== List of tasks ==
- a) In the forum thread about a grandmother sharing the Bible with her grandson, how old is the grandson?
- b) List every situation that Stope's reply in the forum thread about a grandmother sharing the Bible with her grandson suggests using as a moment to teach the child about his creator.
- c) Go on with the forum thread about a grandmother sharing the Bible with her grandson, starting right after its final sentence.

-------- Passage provided

# Advice Needed for Grandmother



## Jeri Tanner (Mar 19, 2016)

Hi friends, I have a 5-year-old grandson who is allowed to go to church with us sometimes, for which we are grateful. I also read to him from the Bible and have had great discussions with him about the realities of God, man, and the world. His parents (my daughter and her husband, who are very dear to me) have expressed that they had rather I not do this, but so far have not forbidden it. What is wise and right as far as a grandmother in my position continuing to read the Bible and explain it to him, speaking to him about the truths of Scripture, etc? Again, I am so thankful he is allowed to go to church with us.


----------



## Stope (Mar 20, 2016)

Dear sister - I'm sure there will be much much more valuable responses then what I may say, but I will tell you my initial thoughts;

1. When you are with the child, don't just give him a "religion" but give him a worldview that puts Jesus at the center. What I mean is that when you go outside always bring attention to beautiful things and use that at a time to teach Him of his creator. When you see people love them, and when he asks tell him they are his neighbor and God created them. And when (if) you have to scold or correct him use that as a time to not just say "don't hit because hitting is bad", but perhaps something like "since Jesus made me and made you He wants us to be kind to each other because we are all his children". When you hear good music say "what beautiful music this is! God has given this chef a great gift... He gives many good gifts to those He creates..."... Do not separate the "sacred" from the "secular" but show him the fingerprint of his creator in all that he does abd sees, and use every moment as a moment for teaching...

----------------
-------- Dataset extract

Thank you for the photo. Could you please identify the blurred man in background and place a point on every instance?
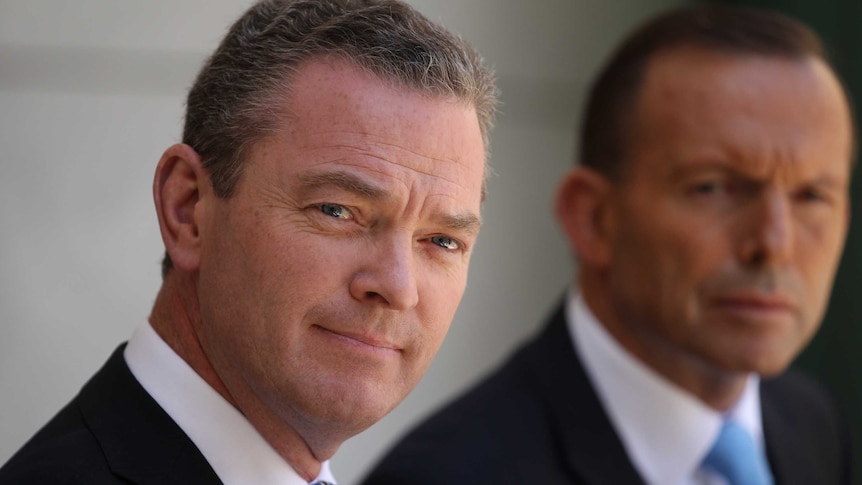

----------------

== Solved problems ==
- a) He is five years old.

- b) Going outside and noticing beautiful things; seeing people; having to scold or correct him; hearing good music.

- c)
2. Instill in him a love for the scriptures!!! Speak often of the scriptures abd read to him often (online free is "the beginners bible" and has many many Bible stories)

May God richly bless both he and you and your guys' family as you seek to lovingly lead this lil fella.

Please keep us updated ❤️


Sent from my iPhone using Tapatalk


----------



## Miss Marple (Mar 20, 2016)

Read to him from the story Bible. Acknowledge if appropriate that his parents don't agree about these things, but you believe them to be true and you will love him whether he does or not. Tell him he does not need to argue with his parents.


----------



## Jeri Tanner (Mar 20, 2016)

Thanks guys for your input, I appreciate it. I am wondering more about the propriety of reading the Scripture and Bible stories to him, and telling him the truth about things like the creation of the world, in light of his parents' wish that I not. Perhaps this is simply a case where the sword that Christ came to bring is evident; there is no easy way forward but there is a way forward. I just haven't heard much from or about Christian grandparents in my position. I'd rather my daughter and I were like Lois and Eunice! 


Sent from my iPhone using Tapatalk


----------



## Jack K (Mar 21, 2016)

I think I understand your dilemma. We can't very well claim we respect a parent's right to instruct their child as they see fit and then undermine them when their views don't mesh with ours. It doesn't seem right.

However, surely the parents know what you believe and that you don't keep it hidden. Surely they know that if they let you take their son to church he will hear biblical teaching there. As long as you aren't being sneaky about it, I think you can continue to be the person you are and do the things you would do with any grandson, including read Bible stories to him. If your daughter doesn't want you to do this, it seems to me that it's on her to ask you to stop. At that point you may have another sort of decision to make. But otherwise, keep acting like the believer you are.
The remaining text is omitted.